***** Text shown
Juan Manuel Boselli Graf (born 9 November 1999) is a Uruguayan professional footballer who plays as a forward for Primeira Liga club Gil Vicente.

Club career

Defensor
Having previously represented Defensor at various youth levels, with whom he won the U17 Clausura title in 2016, Boselli received his first experience with the senior team on 2 February 2017 when he featured as an unused substitute in a 2–0 win over Rampla. He made his debut later that month, replacing goalscorer Gonzalo Bueno in the second half of a 2–1 victory against Juventud.

Loan to Peralada
In January 2019, he moved on loan to CF Peralada-Girona B, the reserve team of Girona FC.

Loan to Athletico Paranaense
On 13 August 2019, Club Athletico Paranaense confirmed that Boselli had joined the club on loan until December 2020. However, he left the club again less than a month later, even before making his debut. It was later revealed by the club's manager, Tiago Nunes, that Boselli "did not come to play in the first team" and that he "came to take the official photo with the black and red shirt but was immediately transferred to the U23 squad". He then began training with América Futebol Clube (MG) and even played a friendly game for the club, before joining the club on 5 September 2019 on loan for the rest of 2019 to guarantee more minutes on the court. However, he would return to Club Athletico Paranaense for the 2020 season, as the loan deal with the club was valid until December 2020. Boselli was registered for Paranaense's U-23 squad.

Loan to Cádiz B
In September 2020, Boselli began training with Cádiz CF B. The deal was announced on 5 October 2020, signing a loan-deal until 30 June 2022. The loan was terminated early after the 2021–22 season.

Loan to Tondela
On 30 August 2021, he joined Tondela in Portuguese Primeira Liga on loan until June 2023.

International career

Uruguay national youth teams
Boselli was called up to the Uruguay U20 side for the first time in March 2017, and made his debut as a substitute for Nicolás De La Cruz in a 1–0 friendly loss to Argentina. In May the same, he was named in Urruguay's squad for the 2017 FIFA U-20 World Cup in South Korea.
**********
#### [What needs to be done]
According to the biography of Juan Manuel Boselli, which club did he join on loan in January 2019? The records were taken from a separate source.
***** Entries shown
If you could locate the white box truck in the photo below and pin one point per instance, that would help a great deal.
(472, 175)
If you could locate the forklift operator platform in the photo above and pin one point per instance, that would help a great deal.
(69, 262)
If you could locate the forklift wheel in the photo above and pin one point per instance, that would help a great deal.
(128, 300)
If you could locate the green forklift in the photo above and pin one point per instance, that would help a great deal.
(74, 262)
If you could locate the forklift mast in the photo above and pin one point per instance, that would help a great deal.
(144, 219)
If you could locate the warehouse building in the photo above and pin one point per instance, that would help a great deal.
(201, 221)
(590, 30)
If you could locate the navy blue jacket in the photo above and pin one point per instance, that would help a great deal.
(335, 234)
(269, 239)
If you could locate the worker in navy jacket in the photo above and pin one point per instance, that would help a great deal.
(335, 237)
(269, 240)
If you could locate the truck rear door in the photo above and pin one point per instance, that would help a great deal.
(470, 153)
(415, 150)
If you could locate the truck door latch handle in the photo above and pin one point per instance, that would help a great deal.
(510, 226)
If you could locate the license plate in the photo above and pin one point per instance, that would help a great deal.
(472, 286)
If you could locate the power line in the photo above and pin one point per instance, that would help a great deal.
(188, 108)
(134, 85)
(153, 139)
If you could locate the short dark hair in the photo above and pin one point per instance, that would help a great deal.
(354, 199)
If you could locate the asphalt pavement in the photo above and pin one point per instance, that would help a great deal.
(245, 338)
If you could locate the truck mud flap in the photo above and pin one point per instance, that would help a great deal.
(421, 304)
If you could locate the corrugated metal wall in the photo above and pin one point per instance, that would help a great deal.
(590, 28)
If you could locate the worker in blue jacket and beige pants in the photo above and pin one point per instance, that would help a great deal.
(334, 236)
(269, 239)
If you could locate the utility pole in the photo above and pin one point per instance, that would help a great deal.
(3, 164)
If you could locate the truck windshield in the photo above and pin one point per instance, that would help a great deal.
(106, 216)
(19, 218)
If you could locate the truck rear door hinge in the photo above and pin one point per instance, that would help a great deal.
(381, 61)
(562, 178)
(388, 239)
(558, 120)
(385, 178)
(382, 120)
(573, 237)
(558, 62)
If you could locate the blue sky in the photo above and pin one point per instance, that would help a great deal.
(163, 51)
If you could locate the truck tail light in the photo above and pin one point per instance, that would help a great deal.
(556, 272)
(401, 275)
**********
#### [Correct response]
CF Peralada-Girona B, the reserve team of Girona FC.